▸ **Tareas por hacer**:
#1 Convierte en una lista breve el párrafo del texto sobre las nuevas religiones que empieza con "Pero, ¿qué ocurre con la minoría dominante". Conserva sus datos principales.
#2 Nombra las figuras a las que, según el primer párrafo del texto sobre las nuevas religiones, uno puede dedicarse con todo el corazón.
#3 Prosigue el texto sobre las nuevas religiones a partir de su última oración.

Con los dioses que han hecho su epifanía con las nuevas religiones estamos, al menos, en presencia de divinidades a las que podemos dedicarnos con todo nuestro corazón, nuestro espíritu y nuestras fuerzas. Mitra nos conducirá como nuestro capitán. Isis nos cuidara como nuestra madre. Cristo se ha desprendido de su poder divino y de su gloria para encarnarse como hombre y ser crucificado por amor a nosotros. Y, por nuestro amor, igualmente, un bodhisattva, que ha alcanzado el umbral del Nirvana, se ha abstenido de dar el último paso hacia la felicidad. Este heroico explorador se ha condenado deliberadamente a seguir vagando en el doloroso camino de la existencia eternidades tras eternidades; y ha hecho este gran sacrificio por amor a sus hermanos, cuyos pies él puede guiar hacia la salvación durante tanto tiempo como pague el inmenso precio de permanecer él mismo como un ser que siete y sufre.
Estos fueron los mensajes de las nuevas religiones a una mayoría de la Humanidad que, en el mundo grecorromano, durante la época de paz imperial, estaba cansada y gravemente abrumada, como sin duda lo está en todos los tiempos y lugares.
Pero, ¿qué ocurre con la minoría dominante griega y romana que había devastado el mundo conquistándolo y saqueándolo y que ahora patrullaba por las ruinas como gendarmes por cuenta propia? “Hacen un desierto y lo llaman paz”, es el veredicto que, sobre su labor, uno de sus propios hombres de letras pone en boca de una de las victimas bárbaras. ¿Cómo responderían estos cínicos y sofisticados dueños del mundo, los griegos y los romanos, al desafío de la contraofensiva del mundo sobre el plano religioso, que era la respuesta del mundo a la anterior ofensiva sobre el plano bélico y político de sus gobernantes? Si examinamos los corazones de los griegos y los romanos de la generación de Marco Aurelio, hallamos también en ellos un vacío espiritual, pues estos primeros conquistadores del mundo, semejantes a nosotros, que somos su actual contrapartida occidental, habían desechado hacía mucho tiempo su religión ancestral. El modo de vida que eligieron para sí mismos, y que ofrecieron a todos los orientales y bárbaros a los que colocaron bajo la influencia cultural griega, fue un modo secular, en que se encomendaron al intelecto los deberes del corazón, creando filosofías que ocuparon el lugar de la religión. Estas filosofías, que eran para liberar el espíritu, ataban el alma a la dolorosa rueda de la ley natural. “De arriba abajo, de acá para allá, vueltas y vueltas: éste es –se confesaba el emperador filósofo Marco Aurelio– el ritmo del universo, monótono y carente de sentido. Cualquier hombre de inteligencia media que haya llegado a la edad de cuarenta años habrá experimentado todo lo que ha sido, lo que es y lo que está por venir”. Esta desilusionada minoría dominante griega y romana sufría, en efecto, la misma hambre espiritual que la mayoría de la Humanidad contemporánea; pero las nuevas religiones que se ofrecían ahora a todos los hombres y mujeres, sin distinción de personas, se habrían atragantado en la garganta de un filosofo si los misioneros no hubieran endulzado para él la extraña píldora; así, por amor de realizar su última y más dura tarea de convertir a un obstinado coro de público pagano, de educación griega, las nuevas religiones se vistieron con diversos trajes griegos. Todas ellas, desde el budismo al cristianismo inclusive, se ofrecieron visualmente con un estilo artístico griego, y el cristianismo avanzó aún más al presentarse intelectualmente como filosofía griega.

▸ **Filas extraídas**:
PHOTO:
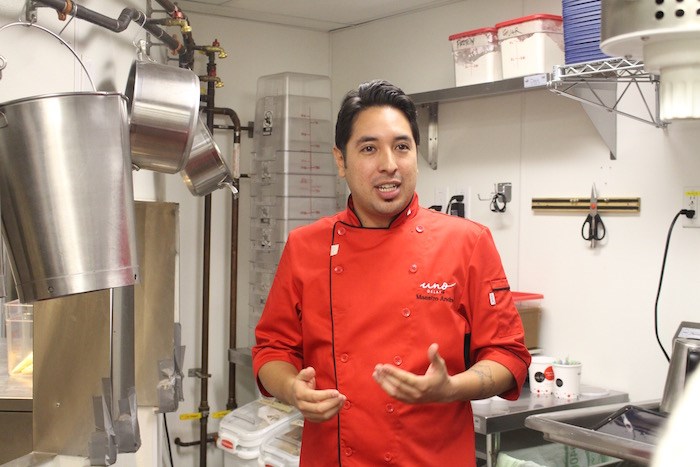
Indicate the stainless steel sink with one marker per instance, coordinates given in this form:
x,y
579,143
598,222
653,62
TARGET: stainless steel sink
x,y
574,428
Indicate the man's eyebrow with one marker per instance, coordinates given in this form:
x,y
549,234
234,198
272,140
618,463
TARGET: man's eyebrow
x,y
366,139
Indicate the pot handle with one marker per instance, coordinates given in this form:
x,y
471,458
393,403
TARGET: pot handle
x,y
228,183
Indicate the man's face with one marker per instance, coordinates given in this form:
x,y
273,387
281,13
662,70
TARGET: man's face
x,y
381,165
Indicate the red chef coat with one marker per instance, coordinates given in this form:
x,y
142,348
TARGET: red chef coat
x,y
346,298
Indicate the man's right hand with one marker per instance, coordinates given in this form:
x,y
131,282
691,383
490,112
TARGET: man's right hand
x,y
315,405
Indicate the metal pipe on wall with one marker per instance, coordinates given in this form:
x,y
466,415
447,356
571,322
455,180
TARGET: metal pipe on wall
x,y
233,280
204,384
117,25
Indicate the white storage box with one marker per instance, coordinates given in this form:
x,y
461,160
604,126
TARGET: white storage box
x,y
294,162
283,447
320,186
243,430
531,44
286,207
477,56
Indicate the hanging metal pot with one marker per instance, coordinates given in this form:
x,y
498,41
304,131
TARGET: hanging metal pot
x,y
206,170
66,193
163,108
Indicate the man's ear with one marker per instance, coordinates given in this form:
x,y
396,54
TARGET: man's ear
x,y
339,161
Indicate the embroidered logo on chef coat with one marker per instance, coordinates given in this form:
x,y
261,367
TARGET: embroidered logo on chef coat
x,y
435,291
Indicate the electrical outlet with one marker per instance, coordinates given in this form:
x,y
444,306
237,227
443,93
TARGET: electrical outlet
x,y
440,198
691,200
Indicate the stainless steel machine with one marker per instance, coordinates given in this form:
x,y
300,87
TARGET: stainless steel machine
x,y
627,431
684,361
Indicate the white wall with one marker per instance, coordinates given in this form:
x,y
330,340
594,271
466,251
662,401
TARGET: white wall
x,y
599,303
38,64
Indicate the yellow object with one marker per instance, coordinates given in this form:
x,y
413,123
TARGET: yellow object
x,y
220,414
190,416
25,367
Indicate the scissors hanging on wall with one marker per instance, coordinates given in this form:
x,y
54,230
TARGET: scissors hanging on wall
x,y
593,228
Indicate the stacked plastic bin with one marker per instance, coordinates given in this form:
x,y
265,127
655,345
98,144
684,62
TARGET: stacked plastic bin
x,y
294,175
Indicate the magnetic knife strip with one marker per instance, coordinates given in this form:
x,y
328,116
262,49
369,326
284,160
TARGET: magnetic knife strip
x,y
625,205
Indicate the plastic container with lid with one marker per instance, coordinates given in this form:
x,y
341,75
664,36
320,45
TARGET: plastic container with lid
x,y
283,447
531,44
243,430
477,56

▸ **Resultados del ejercicio**:
#1
- La minoría dominante griega y romana había devastado el mundo al conquistarlo y saquearlo. Después lo vigilaba como un gendarme por cuenta propia.
- Uno de sus propios hombres de letras resumió esa labor con la frase "Hacen un desierto y lo llaman paz". La puso en boca de una víctima bárbara.
- En la generación de Marco Aurelio, griegos y romanos también sentían un vacío espiritual. Hacía mucho que habían dejado su religión ancestral.
- Eligieron un modo de vida secular y pusieron filosofías en lugar de la religión. Esas filosofías ataban el alma a la dolorosa rueda de la ley natural.
- Marco Aurelio describió el ritmo del universo como monótono y sin sentido.
- Esta minoría sufría la misma hambre espiritual que la mayoría. Para convertir a ese público pagano de educación griega, las nuevas religiones adoptaron formas griegas. Todas, del budismo al cristianismo, usaron un estilo artístico griego, y el cristianismo además se presentó como filosofía griega.

#2
- Mitra
- Isis
- Cristo
- Un bodhisattva

#3
Este, pues, fue el último capitulo en la historia del encuentro del mundo con los griegos y los romanos. Después que los griegos y los romanos conquistado al mundo por la fuerza de las armas, el mundo hizo prisioneros a sus conquistadores, convirtiéndolos a las nuevas religiones, las cuales dirigían su mensaje a todas las almas humanas, sin discriminar entre gobernantes y sometidos, o entre griegos, orientales y bárbaro. ¿Se escribiría algo semejante a esta histórica catástrofe del pasado grecorromano en la historia –aún por terminar– del encuentro del mundo con el Occidente? No podemos decirlo, puesto que no podemos predecir el futuro. Solamente podemos observar que algo que realmente ha sucedido una vez en otro episodio de la Historia debe ser, al menos, una de las posibilidades que se alzan ante nosotros.

Fin de “EL MUNDO Y OCCIDENTE”.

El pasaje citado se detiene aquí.